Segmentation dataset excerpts
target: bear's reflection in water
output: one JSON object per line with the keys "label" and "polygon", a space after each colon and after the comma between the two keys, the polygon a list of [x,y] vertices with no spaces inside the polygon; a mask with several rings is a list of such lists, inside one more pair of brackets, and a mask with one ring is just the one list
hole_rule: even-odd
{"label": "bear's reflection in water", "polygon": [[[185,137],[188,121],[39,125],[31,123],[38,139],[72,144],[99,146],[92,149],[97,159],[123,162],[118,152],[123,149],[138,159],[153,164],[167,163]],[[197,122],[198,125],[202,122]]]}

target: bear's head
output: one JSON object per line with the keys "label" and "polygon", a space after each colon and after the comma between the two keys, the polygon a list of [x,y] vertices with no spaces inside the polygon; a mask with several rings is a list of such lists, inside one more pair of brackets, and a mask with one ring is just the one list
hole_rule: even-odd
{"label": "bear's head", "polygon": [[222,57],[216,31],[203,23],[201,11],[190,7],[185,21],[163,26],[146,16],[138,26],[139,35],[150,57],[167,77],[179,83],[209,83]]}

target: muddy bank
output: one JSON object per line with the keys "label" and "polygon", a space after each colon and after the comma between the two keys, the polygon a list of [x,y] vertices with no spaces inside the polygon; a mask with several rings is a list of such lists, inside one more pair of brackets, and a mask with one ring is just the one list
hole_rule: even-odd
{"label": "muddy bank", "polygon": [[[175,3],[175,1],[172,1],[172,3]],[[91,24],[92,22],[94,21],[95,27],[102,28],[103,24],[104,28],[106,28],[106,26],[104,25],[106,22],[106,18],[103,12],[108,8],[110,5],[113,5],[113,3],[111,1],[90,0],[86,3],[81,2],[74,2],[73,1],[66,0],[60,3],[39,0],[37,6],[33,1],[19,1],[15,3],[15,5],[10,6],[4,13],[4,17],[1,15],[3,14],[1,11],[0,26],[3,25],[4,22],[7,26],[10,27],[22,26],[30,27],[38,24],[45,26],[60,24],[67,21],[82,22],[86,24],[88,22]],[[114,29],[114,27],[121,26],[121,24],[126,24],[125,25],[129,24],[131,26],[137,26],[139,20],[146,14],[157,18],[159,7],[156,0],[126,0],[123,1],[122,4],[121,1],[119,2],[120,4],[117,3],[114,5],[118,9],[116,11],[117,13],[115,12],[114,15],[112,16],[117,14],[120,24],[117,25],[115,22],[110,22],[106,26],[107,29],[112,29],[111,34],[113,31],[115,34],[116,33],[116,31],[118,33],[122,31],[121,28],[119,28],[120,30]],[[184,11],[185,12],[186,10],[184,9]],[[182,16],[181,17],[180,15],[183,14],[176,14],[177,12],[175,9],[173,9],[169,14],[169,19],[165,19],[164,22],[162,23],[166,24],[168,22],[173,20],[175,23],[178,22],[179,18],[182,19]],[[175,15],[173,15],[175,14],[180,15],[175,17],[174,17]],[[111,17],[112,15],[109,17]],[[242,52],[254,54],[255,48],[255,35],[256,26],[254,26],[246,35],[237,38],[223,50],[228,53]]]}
* * *
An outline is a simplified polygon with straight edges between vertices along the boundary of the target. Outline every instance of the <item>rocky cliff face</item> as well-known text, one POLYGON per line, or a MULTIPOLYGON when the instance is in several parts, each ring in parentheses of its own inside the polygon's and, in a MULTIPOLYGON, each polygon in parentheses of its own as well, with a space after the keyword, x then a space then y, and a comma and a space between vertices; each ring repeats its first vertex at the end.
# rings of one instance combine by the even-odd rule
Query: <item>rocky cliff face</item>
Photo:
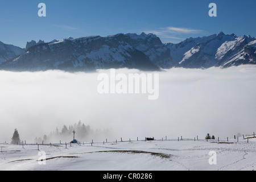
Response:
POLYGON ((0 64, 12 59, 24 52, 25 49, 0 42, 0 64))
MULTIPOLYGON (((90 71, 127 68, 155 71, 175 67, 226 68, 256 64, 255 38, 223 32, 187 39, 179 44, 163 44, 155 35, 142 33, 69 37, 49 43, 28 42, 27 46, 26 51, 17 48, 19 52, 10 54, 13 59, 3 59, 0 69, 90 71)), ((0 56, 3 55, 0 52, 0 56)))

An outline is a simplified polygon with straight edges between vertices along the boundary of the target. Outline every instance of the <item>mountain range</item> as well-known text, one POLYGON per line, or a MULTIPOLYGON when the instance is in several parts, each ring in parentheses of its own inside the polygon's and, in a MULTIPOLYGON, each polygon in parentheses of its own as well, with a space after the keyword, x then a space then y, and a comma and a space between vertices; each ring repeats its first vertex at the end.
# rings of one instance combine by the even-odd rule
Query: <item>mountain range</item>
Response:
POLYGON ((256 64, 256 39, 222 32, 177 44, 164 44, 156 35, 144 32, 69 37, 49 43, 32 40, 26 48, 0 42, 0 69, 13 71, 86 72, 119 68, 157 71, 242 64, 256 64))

= Aim of the task =
Count the lines above that contain the word "along", and reply with the number alone.

= Complete output =
2